===== Text =====

18. A parking space that is situated in a condominium complex and sold together with a residential condominium unit forms part of the residential condominium unit if the parking space is reasonably necessary for the use and enjoyment of the residential condominium unit as a place of residence for individuals. To be considered part of the residential condominium unit, the parking space would normally not be for commercial use or rented to others if the unit's owner has more spaces than vehicles. (See paragraphs 47 and 48.)

Example

An individual purchases a newly constructed residential condominium unit with five parking spaces in a residential condominium complex. The individual also operates a hair salon in the condominium complex. The individual, and the individual's spouse each have a car. The remaining three spaces are used by clients of the hair salon.

In this case, the three parking spaces that are in excess of the personal requirements of the individual and the individual's spouse do not form part of the residential condominium unit. If the individual were to rent the parking spaces for a month or more to people living in the complex instead of using them in commercial activity, the spaces would still not be considered to form part of the individual's residential condominium unit.

Application of "residential complex" to mixed-use properties

Treated as separate supplies
ss 136(2)

19. Where a supply of real property, either by way of sale or lease, licence or similar arrangement, includes a residential complex and other real property, subsection 136(2) deems the supply of real property that forms part of a residential complex and that part that does not form part of a residential complex to be the supply of two different properties. Similarly, where a supply of real property includes the provision of a residential trailer park and other real property, e.g., land in addition to the land that forms part of the residential trailer park, the supply is deemed to be two separate supplies: the residential trailer park and the other part.

Example

For example, in the case of a supply by way of sale of a parcel of land upon which is situated an apartment building with a first-floor shopping mall, the first floor along with the portion of land that is used in the commercial activities of the shopping mall and the remaining floors along with the portion of land that is reasonably necessary for the use and enjoyment of the residential units as a place of residence for individuals are considered to be separate supplies for GST/HST purposes.

Taxable sales of previously occupied residential complexes

General rule: exempt
Sch. V, Part I, s 2

20. Generally, a sale of a previously occupied residential complex is exempt from the tax. However, there are instances when such sales are taxable.

Improvement
ss 123(1)
Income Tax Act
s 54

21. One instance where the sale of a previously occupied residential complex is taxable is where the vendor has claimed ITCs in respect of the acquisition of or an "improvement" to the complex and the sale is not made subsequent to a change-in-use. Note that the definition of "improvement" provides that an "improvement" constitutes any goods or services used in improving capital real property to the extent that the expenditure therein would be included in determining the "adjusted cost base" of the complex for income tax purposes. For example, central air conditioning added to a residential complex would normally constitute an improvement. (For additional information on adjusted cost base and capital real property, see Income Tax Interpretation Bulletins 218R and 456R.)

=====

### Tasks for this exercise
A. According to the GST/HST passage on residential complexes, what addition to a residential complex would normally constitute an improvement?
B. Carry on the GST/HST passage on residential complexes from the point where it stops.

===== Entries provided =====

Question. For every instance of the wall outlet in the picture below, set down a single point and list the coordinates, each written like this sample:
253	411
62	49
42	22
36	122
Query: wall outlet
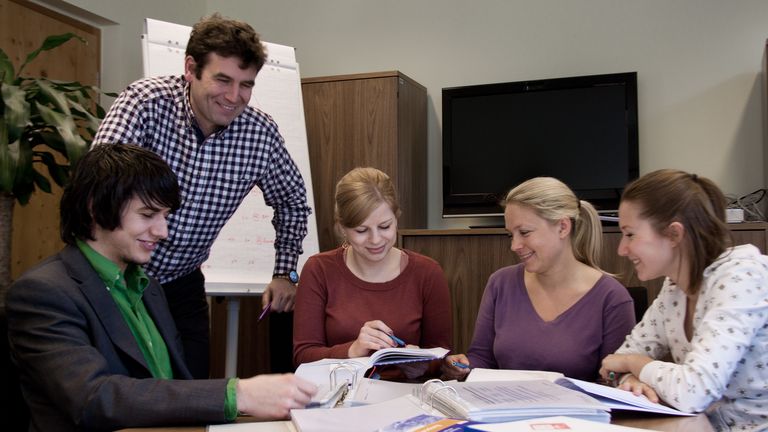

=====

### Answers to the problems
A. Central air conditioning added to a residential complex would normally constitute an improvement.

B.
Taxable sale of "used" residential complex

22. Another instance where the sale of a previously occupied residential complex is taxable is the sale of a residential complex used as short-term accommodation. For example, an individual may be supplying residential condominium units by way of lease on a short-term basis, with a view to selling for long-term residential use. Each unit in this case is taxable when eventually sold.

Exempt sales

Exempting provisions

23. Most exemptions for supplies of residential real property are listed in Part I of Schedule V to the Act. In addition, under the general provisions of section 1 of Part V.1 of Schedule V, section 25 of Part VI of Schedule V and section 28 of Part VI of Schedule V, most supplies of real property by public service bodies (PSBs) that are not financial institutions or a government are listed as exempt supplies. (See Section 19.6, Supplies by Public Sector Bodies.)

Examples of exempt sales

24. The following list contains examples of supplies by way of sale of residential real property that are generally exempt. Most of these involve supplies by way of sale of previously occupied residential housing. While there are some instances when such supplies may be taxable, (see paragraphs 20 to 22), the supply of previously occupied housing is generally exempt because tax has previously been applied to the housing through the self-supply or change-in-use provisions or was payable on the acquisition. (Acquisitions prior to 1991 are discussed in paragraph 33.)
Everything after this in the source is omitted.